TEXT BLOCK
○ ○ ○

20th Century, History, Medical Technology, Medicine, Minnesota

First Successful Open-Heart Surgery

Dr. Lillehei and Controlled Cross circulation model, https://twitter.com/MedCrisis/status/1227349896119844865

September 1, 1952
“In 1952, after a long process of study, research, experimentation, and practice, Dr. Lillehei performed the first successful open-heart surgery on a human patient who survived.” *

To be more accurate, Dr. Lillehei assisted his colleague and close personal friend at the University of Minnesota, Dr. Floyd John Lewis in this first procedure. Dr. Lewis innovated the model of inducing hypothermia in his patients to slow the de-oxygenation of their blood during the the time the heart is stopped during surgery. While successful, they learned this model’s restricted time window, about ten minutes, was insufficient to deal with problems and complications of open-heart surgery. Dr. Lillehei sought new ways to overcome these limitations. **

For the sake of brevity, I chose to cite the wonderful synopsis written by Andrew B. Stone for the MNopedia tool of the Minnesota Historical Society below. The productivity, innovation, and advancements made by Lillehei and his expert colleagues, friends and collaborators at the University of Minnesota is so staggering that I would be remiss to provide an inaccurate source. Enjoy!

Chronology
“1942
Lillehei graduates from the University of Minnesota Medical School and joins the army as a surgeon in a mobile army surgical hospital (MASH) unit.
1945
Lillehei returns to University of Minnesota Medical School as a surgical resident under the supervision of Dr. Owen Wangensteen, chairman of the Department of Surgery.
1951
Lillehei finishes his Ph.D. in surgery and becomes a professor of surgery at the University of Minnesota.
1952
On September 2, Lillehei assists his friend and colleague Dr. John Lewis in performing the world’s first successful open-heart surgery.
1953
Dr. John Gibbon performs a successful open-heart surgery in Philadelphia using an artificial heart-lung machine, but these machines are difficult to use and open-heart surgery remains very dangerous. Several surgeons abandon plans for future operations.
1953
Lillehei and his research assistant, Morley Cohen, seize on the idea of using cross-circulation to perform open-heart surgery, and begin experimenting with dogs in their lab.
1954
On March 26, Lillehei performs the world’s first successful open-heart surgery using cross-circulation on thirteen-month-old Gregory Glidden. Glidden dies eleven days later, but an autopsy confirms that his heart defect had been successfully repaired.
1954
Lillehei performs two more successful open-heart surgeries. He announces these successes at a press conference and becomes world-famous.
1955
In collaboration with Dr. Richard DeWall, Lillehei helps to develop a simpler heart-lung machine and oxygen bubbler, making open-heart surgery safer.

○ ○ ○

SUPPLIED MATERIAL
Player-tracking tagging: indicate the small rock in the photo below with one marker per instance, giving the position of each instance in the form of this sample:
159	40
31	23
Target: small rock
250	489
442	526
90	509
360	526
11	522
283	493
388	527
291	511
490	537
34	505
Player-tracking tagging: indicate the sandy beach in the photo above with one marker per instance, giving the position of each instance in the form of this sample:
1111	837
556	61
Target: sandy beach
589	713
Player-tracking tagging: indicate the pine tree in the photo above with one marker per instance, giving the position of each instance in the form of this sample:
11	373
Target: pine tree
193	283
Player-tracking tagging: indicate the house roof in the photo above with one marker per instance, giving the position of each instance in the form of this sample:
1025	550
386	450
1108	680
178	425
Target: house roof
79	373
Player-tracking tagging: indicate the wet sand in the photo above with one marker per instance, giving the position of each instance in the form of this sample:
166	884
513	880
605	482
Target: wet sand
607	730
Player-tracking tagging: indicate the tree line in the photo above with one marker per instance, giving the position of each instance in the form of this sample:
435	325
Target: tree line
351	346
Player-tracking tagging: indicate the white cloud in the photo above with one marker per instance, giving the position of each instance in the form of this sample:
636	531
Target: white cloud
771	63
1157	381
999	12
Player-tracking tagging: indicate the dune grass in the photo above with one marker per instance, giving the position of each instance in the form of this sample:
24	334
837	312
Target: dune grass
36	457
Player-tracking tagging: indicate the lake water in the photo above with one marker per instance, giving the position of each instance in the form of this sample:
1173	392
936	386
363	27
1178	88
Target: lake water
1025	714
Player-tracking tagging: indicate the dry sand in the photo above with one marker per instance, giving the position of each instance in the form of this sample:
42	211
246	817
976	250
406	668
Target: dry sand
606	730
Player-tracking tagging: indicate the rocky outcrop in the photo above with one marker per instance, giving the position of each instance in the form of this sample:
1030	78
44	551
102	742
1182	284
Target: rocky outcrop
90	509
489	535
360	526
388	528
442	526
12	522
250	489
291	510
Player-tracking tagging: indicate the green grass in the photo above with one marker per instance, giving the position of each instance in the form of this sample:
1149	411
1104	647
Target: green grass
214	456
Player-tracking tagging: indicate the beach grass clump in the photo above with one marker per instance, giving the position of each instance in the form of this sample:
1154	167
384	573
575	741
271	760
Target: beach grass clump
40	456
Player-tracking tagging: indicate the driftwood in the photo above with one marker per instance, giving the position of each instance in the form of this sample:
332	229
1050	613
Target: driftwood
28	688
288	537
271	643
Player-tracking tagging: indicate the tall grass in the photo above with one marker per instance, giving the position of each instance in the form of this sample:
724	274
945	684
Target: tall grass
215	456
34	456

○ ○ ○

YOUR TASK
Continue the piece on the first successful open-heart surgery from the point where it stops.

ANSWER SECTION
1955
On December 9, Lillehei performs his 100th open-heart surgery, but the patient dies after surgery due to heart block.
1957
Lillehei asks Earl Bakken, an electrician at the University of Minnesota, to create a portable, battery-powered device to cure heart block by regulating heartbeat using electricity. (Author’s note: Bakken went on to found the Minnesota-based company Medtronic; a world innovator in pacemakers and medical technology.) ****
1958
On April 14, Lillehei successfully implants the world’s first portable pacemaker into a patient with heart block, saving the patient’s life.” ***

In the end, we may gain the greatest insights into this event and Dr. Lillehei through an interview with his son. Dr. Craig Lillehei, a pediatric surgeon at Boston children’s hospital, said the following about his father ca. 2014.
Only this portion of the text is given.